CEL ĆWICZENIA = Zapisz wszystkie poniższe rekordy jako listę JSON z ciągami znaków, gdzie każdy wiersz to osobny element, a puste wiersze są pominięte.

WYODRĘBNIONY MATERIAŁ =
-------------------------
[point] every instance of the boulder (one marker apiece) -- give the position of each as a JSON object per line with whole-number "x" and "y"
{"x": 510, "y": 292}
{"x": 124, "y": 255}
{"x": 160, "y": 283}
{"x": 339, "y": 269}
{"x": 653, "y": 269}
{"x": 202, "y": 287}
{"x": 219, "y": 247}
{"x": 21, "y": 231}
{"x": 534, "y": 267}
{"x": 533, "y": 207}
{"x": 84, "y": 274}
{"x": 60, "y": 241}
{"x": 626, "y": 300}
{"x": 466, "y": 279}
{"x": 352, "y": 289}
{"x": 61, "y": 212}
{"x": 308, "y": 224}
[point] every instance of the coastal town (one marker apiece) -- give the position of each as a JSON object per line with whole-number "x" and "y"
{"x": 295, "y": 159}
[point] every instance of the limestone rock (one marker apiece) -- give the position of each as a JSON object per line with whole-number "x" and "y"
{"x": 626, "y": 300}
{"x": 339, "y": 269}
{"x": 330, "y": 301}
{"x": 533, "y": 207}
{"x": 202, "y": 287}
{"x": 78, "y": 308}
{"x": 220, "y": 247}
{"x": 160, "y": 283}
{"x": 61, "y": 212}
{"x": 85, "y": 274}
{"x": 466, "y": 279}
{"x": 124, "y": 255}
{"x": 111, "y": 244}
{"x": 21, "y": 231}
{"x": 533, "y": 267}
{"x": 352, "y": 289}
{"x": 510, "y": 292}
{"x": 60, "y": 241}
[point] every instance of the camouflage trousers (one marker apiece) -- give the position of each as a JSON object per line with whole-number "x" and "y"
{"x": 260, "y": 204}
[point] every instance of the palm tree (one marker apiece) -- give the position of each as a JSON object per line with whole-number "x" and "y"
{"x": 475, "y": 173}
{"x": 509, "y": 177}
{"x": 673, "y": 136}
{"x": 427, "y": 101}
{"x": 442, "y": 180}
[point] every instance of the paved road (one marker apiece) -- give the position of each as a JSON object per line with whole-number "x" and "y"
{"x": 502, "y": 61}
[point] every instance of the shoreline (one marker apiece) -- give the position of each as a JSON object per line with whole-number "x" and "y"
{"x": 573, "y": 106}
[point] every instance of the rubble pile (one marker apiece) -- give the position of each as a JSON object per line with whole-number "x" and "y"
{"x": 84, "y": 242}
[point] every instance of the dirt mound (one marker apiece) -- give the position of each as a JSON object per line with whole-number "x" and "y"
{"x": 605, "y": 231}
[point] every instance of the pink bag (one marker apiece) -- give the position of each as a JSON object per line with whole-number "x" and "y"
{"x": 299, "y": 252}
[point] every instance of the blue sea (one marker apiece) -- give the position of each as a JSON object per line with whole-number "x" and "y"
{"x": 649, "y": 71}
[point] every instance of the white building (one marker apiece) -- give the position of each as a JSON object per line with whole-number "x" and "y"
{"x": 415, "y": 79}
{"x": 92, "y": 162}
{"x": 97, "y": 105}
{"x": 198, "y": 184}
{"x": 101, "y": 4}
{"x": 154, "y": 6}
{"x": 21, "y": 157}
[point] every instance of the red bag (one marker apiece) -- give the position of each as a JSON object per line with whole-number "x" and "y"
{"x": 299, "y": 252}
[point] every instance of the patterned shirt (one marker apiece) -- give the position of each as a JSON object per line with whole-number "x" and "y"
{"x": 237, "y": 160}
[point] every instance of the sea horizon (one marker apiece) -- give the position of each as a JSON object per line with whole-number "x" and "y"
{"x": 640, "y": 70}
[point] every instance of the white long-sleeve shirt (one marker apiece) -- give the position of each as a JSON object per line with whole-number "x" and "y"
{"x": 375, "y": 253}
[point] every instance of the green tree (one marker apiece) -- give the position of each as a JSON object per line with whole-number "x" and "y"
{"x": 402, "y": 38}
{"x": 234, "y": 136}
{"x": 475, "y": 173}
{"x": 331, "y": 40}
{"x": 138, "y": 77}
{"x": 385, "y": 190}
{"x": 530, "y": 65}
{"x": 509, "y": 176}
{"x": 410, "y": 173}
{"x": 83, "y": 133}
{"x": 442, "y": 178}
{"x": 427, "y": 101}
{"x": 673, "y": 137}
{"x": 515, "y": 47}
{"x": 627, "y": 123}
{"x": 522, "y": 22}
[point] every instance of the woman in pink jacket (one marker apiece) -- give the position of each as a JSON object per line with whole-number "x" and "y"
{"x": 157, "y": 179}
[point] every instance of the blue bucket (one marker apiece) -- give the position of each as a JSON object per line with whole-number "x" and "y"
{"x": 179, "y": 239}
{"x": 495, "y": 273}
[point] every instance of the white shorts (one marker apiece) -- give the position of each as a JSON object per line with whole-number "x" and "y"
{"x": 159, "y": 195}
-------------------------
ODPOWIEDŹ DO ZADANIA =
[
  "[point] every instance of the boulder (one marker apiece) -- give the position of each as a JSON object per line with whole-number \"x\" and \"y\"",
  "{\"x\": 510, \"y\": 292}",
  "{\"x\": 124, \"y\": 255}",
  "{\"x\": 160, \"y\": 283}",
  "{\"x\": 339, \"y\": 269}",
  "{\"x\": 653, \"y\": 269}",
  "{\"x\": 202, \"y\": 287}",
  "{\"x\": 219, \"y\": 247}",
  "{\"x\": 21, \"y\": 231}",
  "{\"x\": 534, \"y\": 267}",
  "{\"x\": 533, \"y\": 207}",
  "{\"x\": 84, \"y\": 274}",
  "{\"x\": 60, \"y\": 241}",
  "{\"x\": 626, \"y\": 300}",
  "{\"x\": 466, \"y\": 279}",
  "{\"x\": 352, \"y\": 289}",
  "{\"x\": 61, \"y\": 212}",
  "{\"x\": 308, \"y\": 224}",
  "[point] every instance of the coastal town (one marker apiece) -- give the position of each as a JSON object per line with whole-number \"x\" and \"y\"",
  "{\"x\": 295, \"y\": 159}",
  "[point] every instance of the limestone rock (one marker apiece) -- give the position of each as a JSON object per line with whole-number \"x\" and \"y\"",
  "{\"x\": 626, \"y\": 300}",
  "{\"x\": 339, \"y\": 269}",
  "{\"x\": 330, \"y\": 301}",
  "{\"x\": 533, \"y\": 207}",
  "{\"x\": 202, \"y\": 287}",
  "{\"x\": 78, \"y\": 308}",
  "{\"x\": 220, \"y\": 247}",
  "{\"x\": 160, \"y\": 283}",
  "{\"x\": 61, \"y\": 212}",
  "{\"x\": 85, \"y\": 274}",
  "{\"x\": 466, \"y\": 279}",
  "{\"x\": 124, \"y\": 255}",
  "{\"x\": 111, \"y\": 244}",
  "{\"x\": 21, \"y\": 231}",
  "{\"x\": 533, \"y\": 267}",
  "{\"x\": 352, \"y\": 289}",
  "{\"x\": 510, \"y\": 292}",
  "{\"x\": 60, \"y\": 241}",
  "[point] every instance of the camouflage trousers (one marker apiece) -- give the position of each as a JSON object per line with whole-number \"x\" and \"y\"",
  "{\"x\": 260, \"y\": 204}",
  "[point] every instance of the palm tree (one marker apiece) -- give the position of each as a JSON object per line with whole-number \"x\" and \"y\"",
  "{\"x\": 475, \"y\": 173}",
  "{\"x\": 509, \"y\": 177}",
  "{\"x\": 673, \"y\": 136}",
  "{\"x\": 427, \"y\": 101}",
  "{\"x\": 442, \"y\": 180}",
  "[point] every instance of the paved road (one marker apiece) -- give the position of each as a JSON object per line with whole-number \"x\" and \"y\"",
  "{\"x\": 502, \"y\": 61}",
  "[point] every instance of the shoreline (one marker apiece) -- give the position of each as a JSON object per line with whole-number \"x\" and \"y\"",
  "{\"x\": 573, \"y\": 106}",
  "[point] every instance of the rubble pile (one marker apiece) -- give the position of each as a JSON object per line with whole-number \"x\" and \"y\"",
  "{\"x\": 84, \"y\": 242}",
  "[point] every instance of the dirt mound (one marker apiece) -- give the position of each as a JSON object per line with whole-number \"x\" and \"y\"",
  "{\"x\": 605, \"y\": 231}",
  "[point] every instance of the pink bag (one marker apiece) -- give the position of each as a JSON object per line with whole-number \"x\" and \"y\"",
  "{\"x\": 299, \"y\": 252}",
  "[point] every instance of the blue sea (one marker apiece) -- give the position of each as a JSON object per line with whole-number \"x\" and \"y\"",
  "{\"x\": 649, \"y\": 71}",
  "[point] every instance of the white building (one marker apiece) -- give the position of each as a JSON object per line with whole-number \"x\" and \"y\"",
  "{\"x\": 415, \"y\": 79}",
  "{\"x\": 92, \"y\": 162}",
  "{\"x\": 97, \"y\": 105}",
  "{\"x\": 198, \"y\": 184}",
  "{\"x\": 101, \"y\": 4}",
  "{\"x\": 154, \"y\": 6}",
  "{\"x\": 21, \"y\": 157}",
  "[point] every instance of the red bag (one marker apiece) -- give the position of each as a JSON object per line with whole-number \"x\" and \"y\"",
  "{\"x\": 299, \"y\": 252}",
  "[point] every instance of the patterned shirt (one marker apiece) -- give the position of each as a JSON object per line with whole-number \"x\" and \"y\"",
  "{\"x\": 237, \"y\": 160}",
  "[point] every instance of the sea horizon (one marker apiece) -- give the position of each as a JSON object per line with whole-number \"x\" and \"y\"",
  "{\"x\": 640, \"y\": 70}",
  "[point] every instance of the white long-sleeve shirt (one marker apiece) -- give the position of each as a JSON object per line with whole-number \"x\" and \"y\"",
  "{\"x\": 375, \"y\": 253}",
  "[point] every instance of the green tree (one marker apiece) -- give the position of each as a JSON object per line with whole-number \"x\" and \"y\"",
  "{\"x\": 402, \"y\": 38}",
  "{\"x\": 234, \"y\": 136}",
  "{\"x\": 475, \"y\": 173}",
  "{\"x\": 331, \"y\": 40}",
  "{\"x\": 138, \"y\": 77}",
  "{\"x\": 385, \"y\": 190}",
  "{\"x\": 530, \"y\": 65}",
  "{\"x\": 509, \"y\": 176}",
  "{\"x\": 410, \"y\": 173}",
  "{\"x\": 83, \"y\": 133}",
  "{\"x\": 442, \"y\": 178}",
  "{\"x\": 427, \"y\": 101}",
  "{\"x\": 673, \"y\": 137}",
  "{\"x\": 515, \"y\": 47}",
  "{\"x\": 627, \"y\": 123}",
  "{\"x\": 522, \"y\": 22}",
  "[point] every instance of the woman in pink jacket (one marker apiece) -- give the position of each as a JSON object per line with whole-number \"x\" and \"y\"",
  "{\"x\": 157, \"y\": 179}",
  "[point] every instance of the blue bucket (one marker apiece) -- give the position of each as a JSON object per line with whole-number \"x\" and \"y\"",
  "{\"x\": 179, \"y\": 239}",
  "{\"x\": 495, \"y\": 273}",
  "[point] every instance of the white shorts (one marker apiece) -- give the position of each as a JSON object per line with whole-number \"x\" and \"y\"",
  "{\"x\": 159, \"y\": 195}"
]